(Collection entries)
──────
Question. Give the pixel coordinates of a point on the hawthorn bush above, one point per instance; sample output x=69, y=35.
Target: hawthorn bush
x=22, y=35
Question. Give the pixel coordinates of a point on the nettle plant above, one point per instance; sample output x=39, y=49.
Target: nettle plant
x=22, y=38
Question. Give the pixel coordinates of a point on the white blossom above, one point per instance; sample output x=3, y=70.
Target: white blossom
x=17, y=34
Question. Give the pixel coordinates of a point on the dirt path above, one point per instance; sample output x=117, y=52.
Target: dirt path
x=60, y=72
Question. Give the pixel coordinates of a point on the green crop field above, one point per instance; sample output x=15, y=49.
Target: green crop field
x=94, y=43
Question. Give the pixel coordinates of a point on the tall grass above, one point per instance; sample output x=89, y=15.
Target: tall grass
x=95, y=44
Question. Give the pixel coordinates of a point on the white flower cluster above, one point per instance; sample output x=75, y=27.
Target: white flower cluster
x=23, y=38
──────
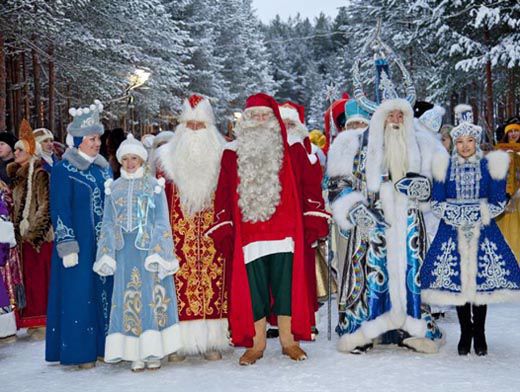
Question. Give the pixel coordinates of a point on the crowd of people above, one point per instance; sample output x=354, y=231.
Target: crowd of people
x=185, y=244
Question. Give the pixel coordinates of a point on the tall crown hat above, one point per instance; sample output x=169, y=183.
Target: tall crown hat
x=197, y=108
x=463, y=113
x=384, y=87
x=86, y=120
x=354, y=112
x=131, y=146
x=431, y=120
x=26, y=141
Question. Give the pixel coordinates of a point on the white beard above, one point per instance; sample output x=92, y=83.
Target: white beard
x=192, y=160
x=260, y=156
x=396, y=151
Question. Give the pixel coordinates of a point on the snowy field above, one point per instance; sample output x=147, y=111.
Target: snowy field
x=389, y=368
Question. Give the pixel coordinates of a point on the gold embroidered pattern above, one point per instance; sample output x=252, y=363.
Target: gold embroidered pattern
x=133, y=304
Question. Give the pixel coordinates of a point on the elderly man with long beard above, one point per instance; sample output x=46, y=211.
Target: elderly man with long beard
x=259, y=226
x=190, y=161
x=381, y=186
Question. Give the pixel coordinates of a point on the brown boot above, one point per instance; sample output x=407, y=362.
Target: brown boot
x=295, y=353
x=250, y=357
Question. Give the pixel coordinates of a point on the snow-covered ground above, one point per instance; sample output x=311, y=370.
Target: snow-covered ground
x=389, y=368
──────
▸ INSTRUCTION: Format as a two-column CSV with the headers "query" and "coordinates" the entries that begin at the line containing "output x=169, y=183." and stop after the line containing "x=133, y=304", one row per entry. Put each entry's text and its answer in a single quoted field apiece, with line breaks replaced by spaces.

▸ RESULT FOR THIS EXERCISE:
query,coordinates
"Question. Give the pixel coordinates of a point on the tall crown hat above, one point per instance; sample output x=169, y=183. Target: tall crown hat","x=197, y=108 x=463, y=113 x=384, y=87 x=86, y=120 x=354, y=112 x=131, y=146 x=431, y=120 x=26, y=141"
"Question. Give the pixel coordinates of a point on the white beard above, one point per instance; sample output x=92, y=83. Target: white beard","x=192, y=160 x=260, y=156 x=396, y=151"
"Question. Give the pixel coordinates of a point on the snowy field above, one point per instance; sample output x=147, y=111. Target: snowy field","x=389, y=368"
"Question. Give the pixel coordinates of a point on the gold embroidered pattern above, one point per instance; sample output x=252, y=363. Target: gold embroidered pattern","x=133, y=304"